From the entries below, copy every line that holds the word "reflection".

----- RECORDS FOR THE TASK

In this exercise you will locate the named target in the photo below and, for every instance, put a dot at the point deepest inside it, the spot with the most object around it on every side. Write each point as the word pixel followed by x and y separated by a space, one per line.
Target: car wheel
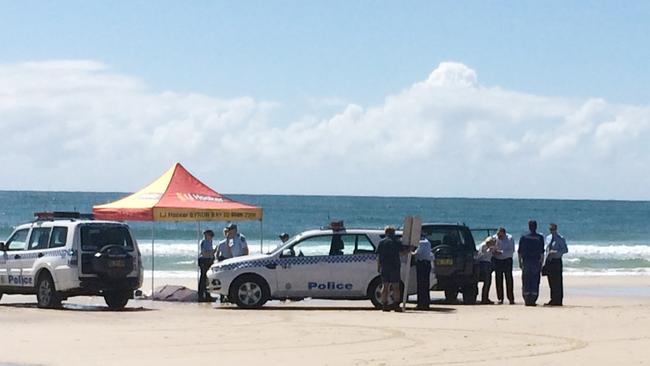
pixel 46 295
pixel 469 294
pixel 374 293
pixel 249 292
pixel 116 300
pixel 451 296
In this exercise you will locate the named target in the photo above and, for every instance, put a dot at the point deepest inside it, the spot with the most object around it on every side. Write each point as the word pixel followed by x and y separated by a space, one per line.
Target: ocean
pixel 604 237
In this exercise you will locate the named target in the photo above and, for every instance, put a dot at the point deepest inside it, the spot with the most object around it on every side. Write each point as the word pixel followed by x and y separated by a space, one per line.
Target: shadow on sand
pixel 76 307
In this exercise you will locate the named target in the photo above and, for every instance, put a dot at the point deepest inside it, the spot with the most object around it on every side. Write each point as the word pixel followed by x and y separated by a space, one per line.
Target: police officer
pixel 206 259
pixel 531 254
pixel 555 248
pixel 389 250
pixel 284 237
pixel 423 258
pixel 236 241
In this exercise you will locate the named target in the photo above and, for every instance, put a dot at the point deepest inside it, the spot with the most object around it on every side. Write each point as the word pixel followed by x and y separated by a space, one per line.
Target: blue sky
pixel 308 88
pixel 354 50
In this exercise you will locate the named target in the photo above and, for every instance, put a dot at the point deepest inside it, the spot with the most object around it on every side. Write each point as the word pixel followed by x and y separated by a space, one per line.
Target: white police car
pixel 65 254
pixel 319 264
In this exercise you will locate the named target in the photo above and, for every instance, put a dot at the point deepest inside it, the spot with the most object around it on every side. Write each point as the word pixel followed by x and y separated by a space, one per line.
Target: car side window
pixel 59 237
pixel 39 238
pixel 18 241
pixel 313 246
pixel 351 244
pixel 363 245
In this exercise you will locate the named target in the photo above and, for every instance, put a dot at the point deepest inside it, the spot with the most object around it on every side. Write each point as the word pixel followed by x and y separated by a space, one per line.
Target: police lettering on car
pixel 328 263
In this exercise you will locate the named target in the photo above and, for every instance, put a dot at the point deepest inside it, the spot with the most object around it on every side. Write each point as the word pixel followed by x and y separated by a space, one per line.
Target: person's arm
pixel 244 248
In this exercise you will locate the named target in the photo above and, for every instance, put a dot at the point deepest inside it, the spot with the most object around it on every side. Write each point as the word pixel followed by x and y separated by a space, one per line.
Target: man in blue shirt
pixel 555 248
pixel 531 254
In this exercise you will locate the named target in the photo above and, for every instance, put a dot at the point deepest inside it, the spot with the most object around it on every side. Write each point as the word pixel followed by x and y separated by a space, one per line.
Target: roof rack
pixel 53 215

----------
----- RECORDS FOR THE TASK

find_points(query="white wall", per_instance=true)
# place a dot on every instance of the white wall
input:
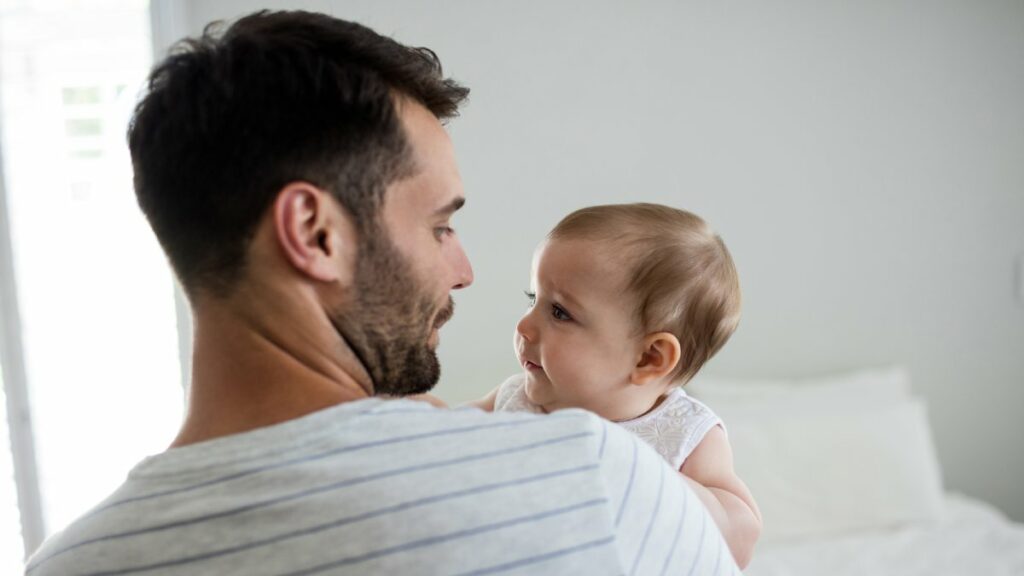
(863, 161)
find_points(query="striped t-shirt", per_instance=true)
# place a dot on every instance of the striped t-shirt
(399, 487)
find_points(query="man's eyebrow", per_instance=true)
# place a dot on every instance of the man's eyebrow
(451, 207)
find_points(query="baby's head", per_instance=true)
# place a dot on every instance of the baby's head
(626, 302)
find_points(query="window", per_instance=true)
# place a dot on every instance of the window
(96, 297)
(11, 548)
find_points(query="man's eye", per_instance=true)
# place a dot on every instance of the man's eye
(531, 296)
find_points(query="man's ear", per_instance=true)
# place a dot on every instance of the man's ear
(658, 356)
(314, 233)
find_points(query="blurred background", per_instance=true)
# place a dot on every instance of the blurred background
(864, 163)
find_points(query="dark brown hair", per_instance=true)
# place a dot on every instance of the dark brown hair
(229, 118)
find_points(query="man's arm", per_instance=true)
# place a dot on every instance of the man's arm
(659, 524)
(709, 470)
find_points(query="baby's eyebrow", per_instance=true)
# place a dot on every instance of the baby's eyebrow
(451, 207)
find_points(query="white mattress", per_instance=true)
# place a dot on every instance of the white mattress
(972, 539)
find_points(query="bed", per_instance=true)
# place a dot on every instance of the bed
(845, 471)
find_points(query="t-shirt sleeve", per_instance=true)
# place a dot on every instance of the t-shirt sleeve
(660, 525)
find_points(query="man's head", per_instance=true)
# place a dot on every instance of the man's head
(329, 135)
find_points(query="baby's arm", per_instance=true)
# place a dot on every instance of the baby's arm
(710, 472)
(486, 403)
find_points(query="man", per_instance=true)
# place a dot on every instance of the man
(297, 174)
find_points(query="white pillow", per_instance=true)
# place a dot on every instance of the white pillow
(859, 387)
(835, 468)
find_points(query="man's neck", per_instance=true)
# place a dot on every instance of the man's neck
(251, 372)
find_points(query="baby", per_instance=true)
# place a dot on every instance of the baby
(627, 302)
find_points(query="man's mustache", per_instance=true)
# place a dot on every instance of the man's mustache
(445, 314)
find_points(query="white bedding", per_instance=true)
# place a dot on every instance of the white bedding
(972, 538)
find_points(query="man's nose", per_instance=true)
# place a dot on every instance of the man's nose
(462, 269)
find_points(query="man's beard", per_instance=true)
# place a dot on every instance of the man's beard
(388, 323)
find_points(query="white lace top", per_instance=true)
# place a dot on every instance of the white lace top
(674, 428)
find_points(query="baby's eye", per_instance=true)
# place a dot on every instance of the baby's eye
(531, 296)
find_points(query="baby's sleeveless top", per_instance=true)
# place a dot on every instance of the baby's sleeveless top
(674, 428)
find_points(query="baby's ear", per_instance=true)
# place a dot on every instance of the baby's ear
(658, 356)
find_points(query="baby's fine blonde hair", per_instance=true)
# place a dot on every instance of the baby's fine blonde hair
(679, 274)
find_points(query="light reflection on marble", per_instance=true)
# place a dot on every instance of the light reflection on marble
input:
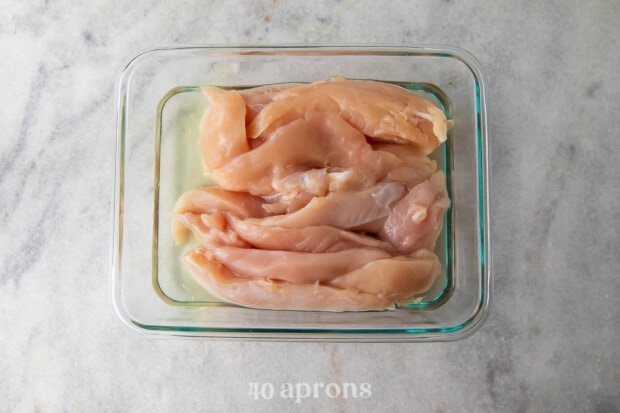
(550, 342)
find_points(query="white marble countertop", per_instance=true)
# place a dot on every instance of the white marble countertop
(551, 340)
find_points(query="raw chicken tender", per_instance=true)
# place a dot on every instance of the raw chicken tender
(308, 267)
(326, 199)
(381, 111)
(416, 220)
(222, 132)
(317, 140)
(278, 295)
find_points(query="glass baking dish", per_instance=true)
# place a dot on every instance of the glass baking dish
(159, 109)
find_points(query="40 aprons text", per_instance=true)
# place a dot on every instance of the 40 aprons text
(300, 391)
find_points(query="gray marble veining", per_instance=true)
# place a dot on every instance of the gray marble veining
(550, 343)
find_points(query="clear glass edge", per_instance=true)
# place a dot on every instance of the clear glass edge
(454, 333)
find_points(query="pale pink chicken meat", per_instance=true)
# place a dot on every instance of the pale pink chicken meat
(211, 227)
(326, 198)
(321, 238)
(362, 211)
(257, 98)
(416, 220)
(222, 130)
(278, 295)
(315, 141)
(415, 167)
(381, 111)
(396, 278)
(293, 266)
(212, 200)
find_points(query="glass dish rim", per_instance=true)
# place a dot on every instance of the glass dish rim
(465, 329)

----------

> **EXERCISE RESPONSE**
find_points(query="light reflection on marble", per_instance=true)
# place a dot on every instance of the light reflection on marble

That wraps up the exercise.